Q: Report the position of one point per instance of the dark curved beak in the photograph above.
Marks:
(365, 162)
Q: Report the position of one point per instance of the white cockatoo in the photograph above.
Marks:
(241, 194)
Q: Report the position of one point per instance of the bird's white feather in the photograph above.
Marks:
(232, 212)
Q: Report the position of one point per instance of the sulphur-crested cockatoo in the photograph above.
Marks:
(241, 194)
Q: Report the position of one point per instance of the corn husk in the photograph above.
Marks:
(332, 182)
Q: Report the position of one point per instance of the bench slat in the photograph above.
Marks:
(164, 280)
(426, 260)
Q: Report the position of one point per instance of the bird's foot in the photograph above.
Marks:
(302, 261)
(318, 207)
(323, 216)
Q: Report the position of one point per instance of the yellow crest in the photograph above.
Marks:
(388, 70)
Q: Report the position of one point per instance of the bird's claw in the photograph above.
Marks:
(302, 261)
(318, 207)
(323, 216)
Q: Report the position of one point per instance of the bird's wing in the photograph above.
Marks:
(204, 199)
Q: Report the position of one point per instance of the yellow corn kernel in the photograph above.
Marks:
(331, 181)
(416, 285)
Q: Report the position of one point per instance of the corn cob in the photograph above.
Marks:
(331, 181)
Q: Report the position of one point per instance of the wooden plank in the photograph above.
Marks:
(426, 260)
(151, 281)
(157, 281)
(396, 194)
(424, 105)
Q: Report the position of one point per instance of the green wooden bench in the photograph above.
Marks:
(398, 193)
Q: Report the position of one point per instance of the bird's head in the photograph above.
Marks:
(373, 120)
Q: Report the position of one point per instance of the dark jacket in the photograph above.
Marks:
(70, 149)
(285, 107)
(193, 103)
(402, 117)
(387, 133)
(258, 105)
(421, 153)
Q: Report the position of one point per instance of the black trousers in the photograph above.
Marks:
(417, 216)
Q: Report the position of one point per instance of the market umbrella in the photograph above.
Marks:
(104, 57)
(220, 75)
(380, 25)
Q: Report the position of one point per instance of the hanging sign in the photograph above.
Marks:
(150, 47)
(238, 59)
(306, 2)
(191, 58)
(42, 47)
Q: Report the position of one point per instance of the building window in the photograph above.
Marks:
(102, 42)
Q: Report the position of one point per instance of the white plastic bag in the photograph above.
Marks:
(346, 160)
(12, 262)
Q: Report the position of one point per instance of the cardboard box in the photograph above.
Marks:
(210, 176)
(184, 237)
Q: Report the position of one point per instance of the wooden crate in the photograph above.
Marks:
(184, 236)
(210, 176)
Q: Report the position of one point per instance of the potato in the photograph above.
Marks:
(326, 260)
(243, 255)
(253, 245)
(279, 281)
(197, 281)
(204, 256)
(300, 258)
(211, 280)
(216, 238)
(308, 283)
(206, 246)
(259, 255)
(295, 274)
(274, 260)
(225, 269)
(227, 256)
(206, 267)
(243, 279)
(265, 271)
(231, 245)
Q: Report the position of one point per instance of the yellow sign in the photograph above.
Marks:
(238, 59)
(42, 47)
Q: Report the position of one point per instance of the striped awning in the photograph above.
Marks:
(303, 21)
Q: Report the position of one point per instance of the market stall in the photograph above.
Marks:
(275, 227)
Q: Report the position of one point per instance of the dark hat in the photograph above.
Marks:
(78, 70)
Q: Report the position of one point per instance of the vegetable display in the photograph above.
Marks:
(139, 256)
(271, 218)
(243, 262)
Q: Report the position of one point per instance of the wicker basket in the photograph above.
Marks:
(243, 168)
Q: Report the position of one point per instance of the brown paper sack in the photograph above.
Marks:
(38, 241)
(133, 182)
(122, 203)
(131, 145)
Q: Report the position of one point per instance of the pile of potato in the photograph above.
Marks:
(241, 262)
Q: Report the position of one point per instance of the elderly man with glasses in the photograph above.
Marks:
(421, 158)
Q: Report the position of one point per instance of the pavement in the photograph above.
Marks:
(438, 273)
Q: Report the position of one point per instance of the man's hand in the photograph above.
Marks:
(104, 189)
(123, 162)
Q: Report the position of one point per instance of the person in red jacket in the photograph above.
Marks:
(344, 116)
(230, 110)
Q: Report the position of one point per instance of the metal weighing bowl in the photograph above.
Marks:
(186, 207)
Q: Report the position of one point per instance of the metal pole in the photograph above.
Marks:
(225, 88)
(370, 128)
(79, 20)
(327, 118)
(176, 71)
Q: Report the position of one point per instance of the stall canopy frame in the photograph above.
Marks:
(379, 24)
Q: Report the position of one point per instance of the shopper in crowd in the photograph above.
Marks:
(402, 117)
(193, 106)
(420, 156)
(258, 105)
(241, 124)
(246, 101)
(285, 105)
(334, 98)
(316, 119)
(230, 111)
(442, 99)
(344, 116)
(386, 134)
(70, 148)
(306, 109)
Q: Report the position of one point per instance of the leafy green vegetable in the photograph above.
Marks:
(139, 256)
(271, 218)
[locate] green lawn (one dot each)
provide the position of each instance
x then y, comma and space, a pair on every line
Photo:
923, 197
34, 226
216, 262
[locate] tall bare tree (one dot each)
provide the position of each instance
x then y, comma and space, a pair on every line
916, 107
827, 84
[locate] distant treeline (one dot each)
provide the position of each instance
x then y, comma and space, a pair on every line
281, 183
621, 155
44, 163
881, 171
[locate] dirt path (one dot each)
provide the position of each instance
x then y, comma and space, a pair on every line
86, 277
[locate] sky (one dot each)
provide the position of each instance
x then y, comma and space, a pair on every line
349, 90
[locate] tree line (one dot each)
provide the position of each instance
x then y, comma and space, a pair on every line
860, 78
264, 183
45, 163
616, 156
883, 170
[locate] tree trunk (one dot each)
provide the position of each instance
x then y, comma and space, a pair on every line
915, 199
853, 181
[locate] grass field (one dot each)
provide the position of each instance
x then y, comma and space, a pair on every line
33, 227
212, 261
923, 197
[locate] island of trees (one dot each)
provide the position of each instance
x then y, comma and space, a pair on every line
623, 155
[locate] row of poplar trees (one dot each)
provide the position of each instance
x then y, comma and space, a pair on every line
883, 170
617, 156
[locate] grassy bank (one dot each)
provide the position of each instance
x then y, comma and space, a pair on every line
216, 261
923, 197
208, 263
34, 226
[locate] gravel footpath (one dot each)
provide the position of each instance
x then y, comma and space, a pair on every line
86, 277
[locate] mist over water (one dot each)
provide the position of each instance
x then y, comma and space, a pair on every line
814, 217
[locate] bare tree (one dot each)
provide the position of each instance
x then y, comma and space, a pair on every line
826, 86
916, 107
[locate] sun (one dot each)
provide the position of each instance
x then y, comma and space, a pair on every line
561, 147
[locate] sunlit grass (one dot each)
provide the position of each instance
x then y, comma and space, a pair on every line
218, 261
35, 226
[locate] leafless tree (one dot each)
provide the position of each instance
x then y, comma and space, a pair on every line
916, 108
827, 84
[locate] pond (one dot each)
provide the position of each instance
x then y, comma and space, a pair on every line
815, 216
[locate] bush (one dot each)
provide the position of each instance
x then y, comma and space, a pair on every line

★ ★ ★ ★ ★

> [EXERCISE REQUIREMENTS] Each record above should be reproduced in full, exactly as it stands.

> [ANSWER SPACE]
Q: Report the position of one point per instance of the dark curved beak in the photograph above.
Marks:
(365, 162)
Q: Report the position of one point per instance of the white cockatoo in the photograph above.
Marks:
(241, 194)
Q: Report the position of one point per instance of the bird's white feather in the photograph above.
Marks:
(232, 212)
Q: Report the position of one point per instance of the sulphur-crested cockatoo in the photograph above.
Marks:
(241, 194)
Q: Report the position of one point per instance of the corn husk in the photograph above.
Marks:
(332, 182)
Q: Report the position of one point per instance of the bench slat in the photograph above.
Marks:
(164, 280)
(426, 260)
Q: Report the position of one point per instance of the bird's foot in the photograph above.
Marks:
(302, 261)
(318, 207)
(323, 216)
Q: Report the position of one point per instance of the yellow crest in the photograph above.
Marks:
(388, 70)
Q: Report the position of one point per instance of the bird's claw in the photograph above.
Marks:
(302, 261)
(318, 207)
(323, 216)
Q: Report the position of one point per instance of the bird's wing in the photograph above.
Marks:
(204, 199)
Q: Report the position of one point per instance of the yellow corn kernel in the photograph above.
Marks:
(331, 181)
(416, 285)
Q: Report the position of one point per instance of the corn cob in the photograph above.
Marks:
(331, 181)
Q: Report the position of one point per instance of the wooden plank in the photograph above.
Marks:
(426, 260)
(151, 281)
(157, 281)
(396, 194)
(424, 105)
Q: Report the position of one point per instance of the green wooden bench in the photograph above.
Marks:
(398, 193)
Q: Report the position of one point per instance of the bird's head in the photograph above.
Marks:
(373, 120)
Q: Report the position of one point per instance of the dark jacket in the photograph above.
Marks:
(70, 149)
(285, 107)
(193, 103)
(402, 117)
(387, 133)
(258, 105)
(421, 153)
Q: Report the position of one point per instance of the black trousers in the photograph above.
Marks:
(417, 216)
Q: Report the position of one point per instance of the market umbrella in the photograph above.
Marks:
(104, 57)
(220, 75)
(380, 25)
Q: Report the position of one point per instance of the hanging sign in the photograph above.
Marks:
(150, 47)
(238, 59)
(306, 2)
(191, 58)
(42, 47)
Q: Report the position of one point per instance of the building window in the photograph above.
Marks:
(102, 42)
Q: Report the position of one point per instance of the white plastic bag in the photograph above.
Marks:
(346, 160)
(12, 262)
Q: Report the position of one point per instance of the cardboard box in the photograph above.
Marks:
(210, 176)
(184, 237)
Q: Report the position of one point per instance of the wooden crate in the photograph above.
Marks:
(184, 236)
(210, 176)
Q: Report the position of one point per instance of the potato in the photograph above.
Marks:
(326, 260)
(243, 255)
(253, 245)
(279, 281)
(197, 281)
(204, 256)
(300, 258)
(211, 280)
(216, 238)
(308, 283)
(206, 246)
(259, 255)
(295, 274)
(274, 260)
(225, 269)
(227, 256)
(206, 267)
(243, 279)
(265, 271)
(231, 245)
Q: Report the position of one point per instance of the yellow sign in the photograph above.
Marks:
(238, 59)
(42, 47)
Q: Report the position of one point per instance of the striped awning in the photograph above.
Marks:
(303, 21)
Q: Report the position of one point per instance of the market stall in the photograph above.
Marks:
(275, 227)
Q: Report the position of one point per instance of the dark hat in the photograph above.
Marks:
(78, 70)
Q: Report the position of one point per instance of the vegetable display in the photograph above.
Marks:
(139, 256)
(271, 218)
(243, 262)
Q: Report the position of one point per instance of the wicker basket in the photograph above.
Marks:
(243, 168)
Q: Report the position of one point per instance of the brown paper sack in the photograph above.
Marks:
(38, 241)
(133, 182)
(122, 203)
(131, 145)
Q: Report the position of one point per instance of the pile of potato in the photograph above.
Marks:
(241, 262)
Q: Report the position of one point per instance of the elderly man with glasses in the photograph above.
Marks:
(421, 158)
Q: Report the position of one point per instance of the pavement in the photograph above.
Marks:
(438, 273)
Q: Report the position of one point per instance of the man's hand in the photograph above.
Marks:
(104, 189)
(123, 162)
Q: Report the position of one point per instance of the person in red jacket in the photograph above.
Marks:
(344, 116)
(230, 110)
Q: Report the position of one point per instance of the metal weighing bowl in the photograph above.
Marks:
(186, 207)
Q: Report the position of one point per instance of the metal pole in the photograph above.
Marks:
(225, 88)
(370, 128)
(79, 20)
(327, 118)
(176, 71)
Q: Report the position of one point per instance of the stall canopy frame in the photograph above.
Marks:
(379, 24)
Q: Report the position of one point per instance of the shopper in crowd in the photograph above.
Marks:
(402, 117)
(193, 106)
(420, 156)
(258, 105)
(241, 124)
(246, 101)
(285, 105)
(334, 98)
(316, 119)
(230, 111)
(442, 99)
(344, 116)
(386, 134)
(70, 148)
(306, 109)
Q: Report the position of one point per instance of the leafy green vegetable in the photograph above.
Marks:
(139, 256)
(271, 218)
[locate] green lawn (one dot each)
provide the position of each instance
x then y, comma and space, a pair on every line
Photo:
923, 197
34, 226
216, 262
[locate] tall bare tree (one dot each)
provide the position of each instance
x then y, comma and space, a pair on every line
916, 107
827, 84
[locate] distant treeline (one dot each)
provide the position of each instance
x then y, comma and space, a pair on every line
281, 183
621, 155
44, 163
881, 171
[locate] dirt path (one dot each)
provide the position of each instance
x then y, comma and space, a pair on every line
86, 277
[locate] sky (one dot each)
provide the position of each instance
x then y, comma and space, a pair on every line
349, 90
[locate] tree line (one dot each)
provide the position of each instance
x then y, comma and space, a pair on every line
860, 78
264, 183
45, 163
616, 156
883, 170
[locate] tree trunk (one dot each)
provide the position of each instance
x then y, comma and space, a pair on every line
915, 199
853, 181
[locate] grass field (one dot each)
provide the position of each instance
x then y, comma and space, a pair on every line
33, 227
212, 261
923, 197
[locate] island of trees (one dot each)
provide the position of each instance
x then y, comma and space, a pair on every line
623, 155
[locate] row of poplar trees (one dot each)
provide the position of each instance
x then y, comma and space, a pair on every line
883, 170
617, 156
[locate] grassy bank (one dot each)
provide the position of each instance
x then y, comma and space, a pair on every line
216, 261
923, 197
208, 263
34, 226
[locate] gravel footpath (one dot each)
provide the position of each instance
x then y, comma and space, a pair on every line
86, 277
[locate] mist over water (one dot each)
provide the position of each instance
x then y, comma and space, a pair on every line
814, 217
[locate] bare tree (one dot each)
provide the position of each instance
x then y, comma and space, a pair on every line
826, 86
916, 107
[locate] sun (one dot each)
provide the position of each instance
x then y, comma and space, a pair on every line
561, 147
[locate] sunlit grass (one dot each)
provide the position of each instance
x then y, comma and space, a pair on every line
218, 261
35, 226
[locate] leafless tree (one dot each)
provide the position of each instance
x then y, comma and space, a pair on every line
916, 108
827, 84
[locate] pond (one dot each)
provide the position of each instance
x then y, comma and space, a pair on every line
815, 216
[locate] bush (one dot each)
provide the position of each instance
x then y, comma and space, a pair on every line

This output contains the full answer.